— START Material for this exercise —
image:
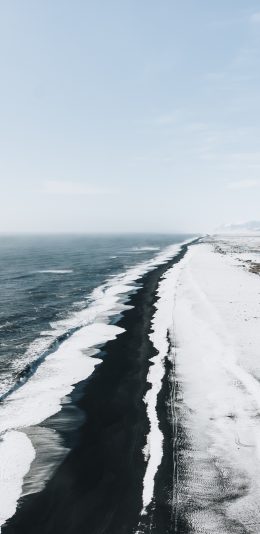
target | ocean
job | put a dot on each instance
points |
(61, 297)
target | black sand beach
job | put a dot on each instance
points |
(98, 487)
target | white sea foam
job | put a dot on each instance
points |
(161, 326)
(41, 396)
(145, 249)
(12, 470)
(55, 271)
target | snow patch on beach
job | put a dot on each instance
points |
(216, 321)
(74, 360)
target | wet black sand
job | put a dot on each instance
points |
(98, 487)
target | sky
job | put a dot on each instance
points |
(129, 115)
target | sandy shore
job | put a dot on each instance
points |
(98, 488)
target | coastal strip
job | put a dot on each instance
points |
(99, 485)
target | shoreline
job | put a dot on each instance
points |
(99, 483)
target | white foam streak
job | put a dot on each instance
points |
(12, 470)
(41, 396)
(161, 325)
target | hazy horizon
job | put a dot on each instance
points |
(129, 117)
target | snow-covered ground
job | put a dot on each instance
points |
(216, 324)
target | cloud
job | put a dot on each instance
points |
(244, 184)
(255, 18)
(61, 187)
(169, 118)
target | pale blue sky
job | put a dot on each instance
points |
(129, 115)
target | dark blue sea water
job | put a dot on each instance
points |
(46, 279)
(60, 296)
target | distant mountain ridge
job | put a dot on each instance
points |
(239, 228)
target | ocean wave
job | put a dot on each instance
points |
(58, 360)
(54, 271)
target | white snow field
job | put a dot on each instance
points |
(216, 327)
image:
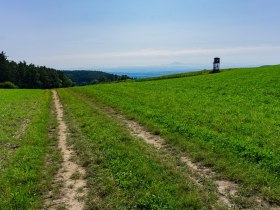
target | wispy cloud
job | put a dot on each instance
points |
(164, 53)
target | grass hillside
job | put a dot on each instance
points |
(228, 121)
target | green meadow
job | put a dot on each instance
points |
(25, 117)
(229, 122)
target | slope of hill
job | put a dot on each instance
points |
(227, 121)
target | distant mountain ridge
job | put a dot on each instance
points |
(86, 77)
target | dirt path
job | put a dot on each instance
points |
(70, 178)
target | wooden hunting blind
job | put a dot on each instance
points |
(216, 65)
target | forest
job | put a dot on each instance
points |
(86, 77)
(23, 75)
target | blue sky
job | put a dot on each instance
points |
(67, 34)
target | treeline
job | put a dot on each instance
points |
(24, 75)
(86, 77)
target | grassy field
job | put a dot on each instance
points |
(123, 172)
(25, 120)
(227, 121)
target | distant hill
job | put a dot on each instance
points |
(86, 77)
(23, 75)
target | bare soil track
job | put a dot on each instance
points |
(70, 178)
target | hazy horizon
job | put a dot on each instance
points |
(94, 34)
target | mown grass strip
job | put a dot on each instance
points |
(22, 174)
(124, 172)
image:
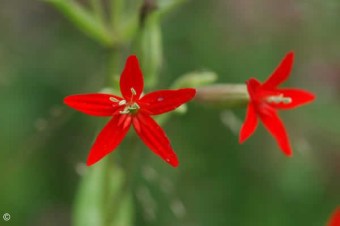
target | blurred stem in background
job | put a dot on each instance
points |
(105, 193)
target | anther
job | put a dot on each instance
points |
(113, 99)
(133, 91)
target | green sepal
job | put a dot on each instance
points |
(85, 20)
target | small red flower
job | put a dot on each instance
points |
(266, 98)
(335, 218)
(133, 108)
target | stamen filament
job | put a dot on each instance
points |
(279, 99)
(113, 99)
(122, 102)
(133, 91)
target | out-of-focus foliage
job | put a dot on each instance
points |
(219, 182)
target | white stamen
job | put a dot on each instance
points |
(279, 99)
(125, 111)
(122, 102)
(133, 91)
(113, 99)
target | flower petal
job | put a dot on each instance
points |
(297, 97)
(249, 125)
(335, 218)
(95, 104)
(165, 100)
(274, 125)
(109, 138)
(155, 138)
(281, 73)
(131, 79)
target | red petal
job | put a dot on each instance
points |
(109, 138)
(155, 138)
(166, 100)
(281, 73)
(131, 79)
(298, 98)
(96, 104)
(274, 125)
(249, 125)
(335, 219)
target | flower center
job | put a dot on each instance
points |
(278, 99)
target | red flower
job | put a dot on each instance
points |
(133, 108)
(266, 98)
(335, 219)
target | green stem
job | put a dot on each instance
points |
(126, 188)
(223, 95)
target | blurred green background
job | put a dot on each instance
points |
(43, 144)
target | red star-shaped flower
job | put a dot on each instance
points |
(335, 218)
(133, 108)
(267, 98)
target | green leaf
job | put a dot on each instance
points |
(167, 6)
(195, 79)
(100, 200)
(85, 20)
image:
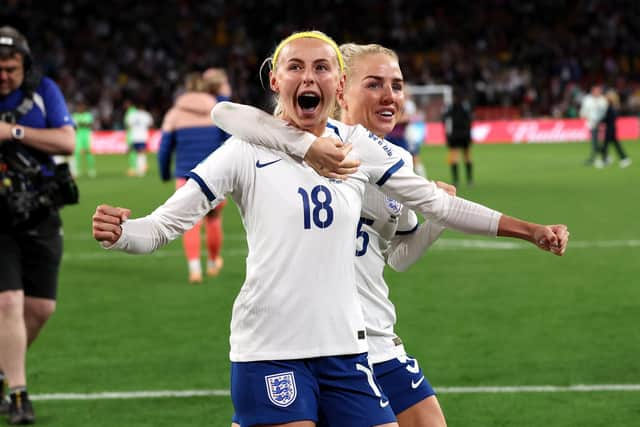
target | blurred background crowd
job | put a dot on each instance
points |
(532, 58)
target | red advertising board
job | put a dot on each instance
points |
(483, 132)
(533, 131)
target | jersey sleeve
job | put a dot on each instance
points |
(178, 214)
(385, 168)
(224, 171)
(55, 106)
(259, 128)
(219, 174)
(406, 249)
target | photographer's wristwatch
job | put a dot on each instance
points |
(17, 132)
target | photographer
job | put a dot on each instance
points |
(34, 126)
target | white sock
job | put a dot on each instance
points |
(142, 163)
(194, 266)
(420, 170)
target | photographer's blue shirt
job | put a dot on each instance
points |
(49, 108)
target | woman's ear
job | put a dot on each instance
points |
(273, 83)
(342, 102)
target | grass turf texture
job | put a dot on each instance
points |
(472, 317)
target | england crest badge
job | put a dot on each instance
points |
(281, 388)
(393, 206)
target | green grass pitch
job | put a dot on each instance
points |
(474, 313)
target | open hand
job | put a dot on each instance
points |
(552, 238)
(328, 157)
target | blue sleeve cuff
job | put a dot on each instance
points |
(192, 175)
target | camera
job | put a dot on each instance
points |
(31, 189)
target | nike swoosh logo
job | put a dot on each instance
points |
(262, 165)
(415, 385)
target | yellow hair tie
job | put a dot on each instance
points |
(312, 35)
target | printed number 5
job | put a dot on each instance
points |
— END Material for this exercise —
What the exercise asks: Give all the lines above again, character for character, without pictures.

Exercise result:
image:
target | ocean
job | put a dot on each instance
points |
(61, 297)
target | black sand beach
job | put a dot on each instance
points |
(98, 487)
target | white sea foam
job | put a dot on each instance
points |
(161, 326)
(41, 396)
(145, 249)
(12, 470)
(55, 271)
target | snow patch on beach
job | put a dot on each instance
points |
(216, 321)
(74, 360)
target | wet black sand
job | put a dot on each instance
points |
(98, 487)
target | sky
job | put a dot on each instance
points |
(129, 115)
target | sandy shore
job | put a dot on each instance
points |
(98, 488)
target | coastal strip
job | put a dot on each instance
points |
(99, 485)
target | shoreline
job | put a dot on each instance
points |
(99, 483)
target | white foam streak
job | put a dot on each instance
points |
(12, 470)
(41, 396)
(161, 325)
target | hazy horizon
job | put a dot on each instance
points |
(129, 117)
target | snow-covered ground
job | put a dot on each instance
points |
(216, 324)
target | cloud
job | put a dot on each instance
points |
(244, 184)
(255, 18)
(61, 187)
(169, 118)
target | pale blue sky
job | put a dot on each instance
points |
(129, 115)
target | dark blue sea water
job | put a dot on each instance
points |
(46, 279)
(60, 296)
target | distant mountain ridge
job | put a dot on each instance
points |
(239, 228)
target | ocean wave
job | put a dot on each instance
points |
(58, 360)
(54, 271)
target | white snow field
job | put a dot on each instance
points |
(216, 327)
image:
target | wispy cloud
job | put a dot on each instance
points |
(164, 53)
target | grass hillside
job | put a dot on each instance
points |
(228, 121)
target | green meadow
job | put a dot on each instance
points |
(25, 117)
(229, 122)
target | slope of hill
job | put a dot on each instance
points |
(227, 121)
target | distant mountain ridge
job | put a dot on each instance
points |
(86, 77)
target | dirt path
job | put a dot on each instance
points |
(70, 178)
target | wooden hunting blind
job | put a dot on each instance
points |
(216, 65)
target | forest
job | put a dot on each instance
points |
(86, 77)
(23, 75)
target | blue sky
job | put a dot on each instance
points |
(67, 34)
target | treeline
job | put a dot on each instance
points |
(24, 75)
(86, 77)
target | grassy field
job | put a dot on each instance
points |
(123, 172)
(25, 120)
(227, 121)
target | distant hill
job | put a dot on each instance
points |
(86, 77)
(23, 75)
target | bare soil track
job | put a dot on each instance
points |
(70, 178)
target | hazy horizon
job | put a dot on each instance
points |
(94, 34)
target | mown grass strip
job | put a dot on each instance
points |
(22, 174)
(124, 172)
image:
target | blurred stem in background
job | put a dot on each instance
points |
(105, 193)
target | anther
job | put a dot on each instance
points |
(113, 99)
(133, 91)
target | green sepal
job | put a dot on each instance
points |
(85, 20)
target | small red flower
job | put a dot on each instance
points |
(266, 98)
(335, 218)
(133, 108)
target | stamen filament
job | put a dot on each instance
points |
(279, 99)
(113, 99)
(122, 102)
(133, 91)
target | out-of-focus foliage
job | put a dot on each instance
points |
(219, 182)
target | white stamen
job | put a dot on each instance
points |
(279, 99)
(125, 111)
(122, 102)
(133, 91)
(113, 99)
target | flower petal
job | put a dot on each instance
points |
(297, 97)
(249, 125)
(335, 218)
(95, 104)
(165, 100)
(274, 125)
(109, 138)
(155, 138)
(281, 73)
(131, 79)
target | red petal
job | put a dot on each instance
points |
(109, 138)
(155, 138)
(166, 100)
(281, 73)
(131, 79)
(298, 98)
(96, 104)
(274, 125)
(249, 125)
(335, 219)
target | flower center
job | put a dot on each instance
points |
(278, 99)
target | red flower
job | put a dot on each instance
points |
(133, 108)
(266, 98)
(335, 219)
target | green stem
job | put a dot on each instance
points |
(126, 188)
(223, 95)
target | blurred green background
job | put a dot on each instance
points |
(43, 144)
target | red star-shaped flower
job | put a dot on each instance
points |
(335, 218)
(133, 108)
(267, 98)
target | green leaf
job | put a dot on each instance
points |
(167, 6)
(195, 79)
(100, 200)
(85, 20)
image:
target | blurred background crowd
job | put a dot on each instance
points |
(532, 58)
target | red advertising board
job | put a dot on each instance
points |
(483, 132)
(533, 131)
target | jersey sleeve
job | put a dot on each instance
points |
(178, 214)
(385, 168)
(224, 171)
(55, 106)
(259, 128)
(219, 174)
(406, 249)
target | photographer's wristwatch
job | put a dot on each instance
points |
(17, 132)
target | photographer
job | put a dot on each instance
points |
(34, 126)
target | white sock
job | put a dot on each instance
points |
(142, 163)
(194, 266)
(420, 170)
target | photographer's blue shirt
job | put a dot on each instance
points |
(49, 108)
target | woman's ear
job | put a dot on each instance
points |
(273, 83)
(342, 102)
target | grass turf texture
job | put a dot on each instance
points |
(472, 317)
target | england crest badge
job | put a dot on each instance
points |
(281, 388)
(393, 206)
target | green grass pitch
job | put a dot on each instance
points |
(474, 313)
target | open hand
job | put a dot on each instance
points |
(552, 238)
(328, 157)
target | blue sleeve cuff
job | put a dot on each instance
points |
(192, 175)
target | camera
job | put a dot on each instance
points |
(31, 189)
target | nike swoosh logo
job | put a dot on each instance
points |
(262, 165)
(415, 385)
target | yellow hair tie
job | put a dot on each instance
points |
(312, 35)
target | printed number 5
job | put a dot on each instance
points |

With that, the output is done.